▸ **WHAT YOU NEED TO DO**:
1. List every Italian suffix named in the post on Italian suffixes.
2. Using the post on Italian suffixes, answer each question briefly:
(a) What does the post say dottorino means?
(b) According to the post, what tends to happen to feminine nouns that take an accrescitivo suffix?
(c) What English word does the post give for rossastro?
3. Carry the post on Italian suffixes forward from its final sentence.

▸ **TEXT SEGMENT**:
---*---
Sunday, January 6, 2008

Italian suffixes

Here's an interesting and fun topic regarding the Italian language, by which it differs quite a lot from English. These are the suffixes which go to alter words (usually nouns).

They are divided into diminutivi and vezzeggiativi (to denote smallness or affection, respectively) and accrescitivi and spregiativi (to denote largeness and dislike, respectively). Because of human nature's tendency to feel affection for small people or things, the diminutivi are often used as vezzeggiativi.

Here's a basic list:

diminutivi/vezzeggiativi: -ino, -etto, -ello, -uccio. Examples: casetta (little house), bicchierino (small glass). These can even be combined: casettina (really little house). They can be applied to people: Mariuccio (little and/or dear Mario). The diminutivi can sometimes have a mildly negative connotation: donnetta (small woman, in the sense of petty). They can also denote youth: dottorino is not a short doctor, but a recent medical graduate.

accrescitivi: -one, -acchione (ironic). Examples: librone (big book), donnone (big woman-feminine nouns tend to become masculine with this suffix).

spregiativi: -accio, -astro. Examples: giornataccia (bad hair day), tempaccio (foul weather), medicastro (quack), poetastro (poetaster). However, when applied to an adjective, -astro more closely corresponds to the English -ish: rossastro (reddish).
---*---
▸ **SUPPLIED RECORDS**:
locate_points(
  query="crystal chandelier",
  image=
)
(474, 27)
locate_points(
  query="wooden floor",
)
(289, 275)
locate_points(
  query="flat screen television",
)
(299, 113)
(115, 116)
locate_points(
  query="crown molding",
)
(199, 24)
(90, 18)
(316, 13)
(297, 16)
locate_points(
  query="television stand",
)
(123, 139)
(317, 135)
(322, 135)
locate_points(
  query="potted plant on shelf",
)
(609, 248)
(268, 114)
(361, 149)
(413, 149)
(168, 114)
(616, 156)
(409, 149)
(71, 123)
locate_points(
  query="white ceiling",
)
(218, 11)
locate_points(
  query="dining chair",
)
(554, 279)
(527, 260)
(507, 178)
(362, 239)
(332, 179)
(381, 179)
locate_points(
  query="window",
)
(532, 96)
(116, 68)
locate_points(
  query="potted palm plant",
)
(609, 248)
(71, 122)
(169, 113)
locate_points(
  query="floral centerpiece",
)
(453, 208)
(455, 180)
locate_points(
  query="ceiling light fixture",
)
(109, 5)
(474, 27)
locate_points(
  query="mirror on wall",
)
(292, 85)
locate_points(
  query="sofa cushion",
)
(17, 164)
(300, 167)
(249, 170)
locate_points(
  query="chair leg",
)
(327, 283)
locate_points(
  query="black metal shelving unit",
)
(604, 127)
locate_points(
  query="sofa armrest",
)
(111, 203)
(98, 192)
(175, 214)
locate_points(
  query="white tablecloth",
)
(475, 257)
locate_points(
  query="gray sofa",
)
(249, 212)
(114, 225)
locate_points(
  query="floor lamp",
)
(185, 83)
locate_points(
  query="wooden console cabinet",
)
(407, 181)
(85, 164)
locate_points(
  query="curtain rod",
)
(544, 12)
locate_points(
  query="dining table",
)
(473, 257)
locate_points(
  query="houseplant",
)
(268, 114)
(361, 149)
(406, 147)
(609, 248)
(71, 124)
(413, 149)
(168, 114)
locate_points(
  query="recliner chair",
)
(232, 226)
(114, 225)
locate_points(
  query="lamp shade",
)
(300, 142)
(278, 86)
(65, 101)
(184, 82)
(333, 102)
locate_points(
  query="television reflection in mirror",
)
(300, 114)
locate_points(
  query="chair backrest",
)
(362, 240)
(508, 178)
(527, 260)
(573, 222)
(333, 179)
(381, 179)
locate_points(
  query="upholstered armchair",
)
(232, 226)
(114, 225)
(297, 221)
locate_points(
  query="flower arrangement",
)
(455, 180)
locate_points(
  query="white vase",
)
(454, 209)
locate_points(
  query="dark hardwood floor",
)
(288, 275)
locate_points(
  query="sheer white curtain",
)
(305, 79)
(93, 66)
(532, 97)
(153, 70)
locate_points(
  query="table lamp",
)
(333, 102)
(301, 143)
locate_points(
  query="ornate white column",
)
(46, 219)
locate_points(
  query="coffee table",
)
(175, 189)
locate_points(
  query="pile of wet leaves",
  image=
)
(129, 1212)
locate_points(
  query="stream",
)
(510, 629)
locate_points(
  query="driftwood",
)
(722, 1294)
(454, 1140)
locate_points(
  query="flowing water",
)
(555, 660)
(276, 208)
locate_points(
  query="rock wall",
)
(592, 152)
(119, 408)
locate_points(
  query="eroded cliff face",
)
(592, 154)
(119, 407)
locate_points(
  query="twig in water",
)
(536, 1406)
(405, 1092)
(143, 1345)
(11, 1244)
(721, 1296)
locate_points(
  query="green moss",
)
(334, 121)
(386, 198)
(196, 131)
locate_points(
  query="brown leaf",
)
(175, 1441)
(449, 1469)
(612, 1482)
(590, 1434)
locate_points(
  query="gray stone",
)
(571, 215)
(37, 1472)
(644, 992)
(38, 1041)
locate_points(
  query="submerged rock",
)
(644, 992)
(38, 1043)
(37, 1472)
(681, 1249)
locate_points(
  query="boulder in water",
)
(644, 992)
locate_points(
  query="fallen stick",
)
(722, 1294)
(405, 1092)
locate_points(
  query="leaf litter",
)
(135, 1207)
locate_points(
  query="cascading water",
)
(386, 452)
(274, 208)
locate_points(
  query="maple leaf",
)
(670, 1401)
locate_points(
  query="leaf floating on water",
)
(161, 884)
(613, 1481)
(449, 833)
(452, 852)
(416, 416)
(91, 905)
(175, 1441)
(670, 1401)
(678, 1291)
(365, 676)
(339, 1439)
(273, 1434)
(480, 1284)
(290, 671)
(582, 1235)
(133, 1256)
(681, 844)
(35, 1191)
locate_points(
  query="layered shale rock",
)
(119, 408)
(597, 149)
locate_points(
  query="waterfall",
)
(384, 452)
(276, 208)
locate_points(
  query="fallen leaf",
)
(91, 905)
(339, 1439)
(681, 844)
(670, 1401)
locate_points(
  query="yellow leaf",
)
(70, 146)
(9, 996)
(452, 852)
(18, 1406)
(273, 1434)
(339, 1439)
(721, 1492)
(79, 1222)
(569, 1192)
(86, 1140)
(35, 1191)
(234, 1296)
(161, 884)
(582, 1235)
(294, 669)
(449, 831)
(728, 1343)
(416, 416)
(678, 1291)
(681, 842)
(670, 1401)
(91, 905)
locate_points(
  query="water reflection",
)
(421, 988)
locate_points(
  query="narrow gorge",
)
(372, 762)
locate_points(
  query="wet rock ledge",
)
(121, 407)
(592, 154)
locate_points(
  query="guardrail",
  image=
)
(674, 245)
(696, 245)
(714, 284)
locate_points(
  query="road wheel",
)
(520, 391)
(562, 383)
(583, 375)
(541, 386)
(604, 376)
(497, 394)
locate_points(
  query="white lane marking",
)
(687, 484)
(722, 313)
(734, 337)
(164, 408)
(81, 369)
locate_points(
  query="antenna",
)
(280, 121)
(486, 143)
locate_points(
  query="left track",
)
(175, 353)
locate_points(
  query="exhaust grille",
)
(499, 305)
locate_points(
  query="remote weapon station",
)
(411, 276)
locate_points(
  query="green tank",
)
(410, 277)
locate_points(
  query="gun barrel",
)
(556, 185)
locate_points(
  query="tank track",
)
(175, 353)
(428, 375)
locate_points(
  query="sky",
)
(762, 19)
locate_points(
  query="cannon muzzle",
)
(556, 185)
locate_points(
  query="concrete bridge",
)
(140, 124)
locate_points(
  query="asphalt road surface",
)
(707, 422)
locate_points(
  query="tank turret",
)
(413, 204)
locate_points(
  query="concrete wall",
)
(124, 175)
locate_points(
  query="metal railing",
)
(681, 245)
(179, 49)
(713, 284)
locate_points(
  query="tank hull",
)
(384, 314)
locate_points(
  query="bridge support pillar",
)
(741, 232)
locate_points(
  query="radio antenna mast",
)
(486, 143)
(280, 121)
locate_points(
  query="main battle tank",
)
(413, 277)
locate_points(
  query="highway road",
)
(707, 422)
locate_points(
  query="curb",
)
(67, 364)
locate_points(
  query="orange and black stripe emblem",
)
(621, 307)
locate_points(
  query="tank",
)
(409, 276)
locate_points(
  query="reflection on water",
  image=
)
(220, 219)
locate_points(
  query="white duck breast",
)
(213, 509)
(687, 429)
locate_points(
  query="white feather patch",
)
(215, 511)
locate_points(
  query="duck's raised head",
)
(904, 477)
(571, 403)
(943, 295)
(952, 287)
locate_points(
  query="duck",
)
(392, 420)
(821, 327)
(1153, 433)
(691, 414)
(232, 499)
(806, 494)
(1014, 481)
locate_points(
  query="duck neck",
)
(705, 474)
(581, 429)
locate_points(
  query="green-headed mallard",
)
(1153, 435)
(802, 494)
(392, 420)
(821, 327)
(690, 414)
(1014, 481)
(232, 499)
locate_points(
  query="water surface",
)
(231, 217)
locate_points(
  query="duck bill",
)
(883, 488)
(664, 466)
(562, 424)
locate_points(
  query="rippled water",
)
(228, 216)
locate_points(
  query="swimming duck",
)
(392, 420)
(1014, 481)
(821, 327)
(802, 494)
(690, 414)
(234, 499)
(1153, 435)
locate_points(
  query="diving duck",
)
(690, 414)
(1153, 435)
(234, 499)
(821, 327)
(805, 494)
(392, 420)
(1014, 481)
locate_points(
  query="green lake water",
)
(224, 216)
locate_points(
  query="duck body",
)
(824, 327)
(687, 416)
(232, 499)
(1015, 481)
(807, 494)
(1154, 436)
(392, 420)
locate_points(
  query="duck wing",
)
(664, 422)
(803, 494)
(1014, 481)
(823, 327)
---*---
▸ **EXERCISE RESULTS**:
1. -ino, -etto, -ello, -uccio, -one, -acchione, -accio, -astro

2.
(a) A recent medical graduate, not a short doctor.
(b) They tend to become masculine.
(c) Reddish.

3.
Although these would seem to be simple, they are not easy for non-native speakers. And not all words ending in the above are actually suffixes. For example, a signorina is not a small signora, and an aquilone (kite) is not a big aquila (eagle). In these cases, however, you can still see the connection with the suffix meaning, whereas in other instances there is no relation. Mattone (brick) is not a big crazy person (matto).

Now that you have a handle on these, you can amuse yourself by noticing how many Italian surnames have these suffixes. Rossini: small red-haired people? Gentiloni: gentle giants? Tedeschini: tiny Germans? Manacci: a family with ugly hands? Grassini: short, fat folks? Calvetti: short, bald folks?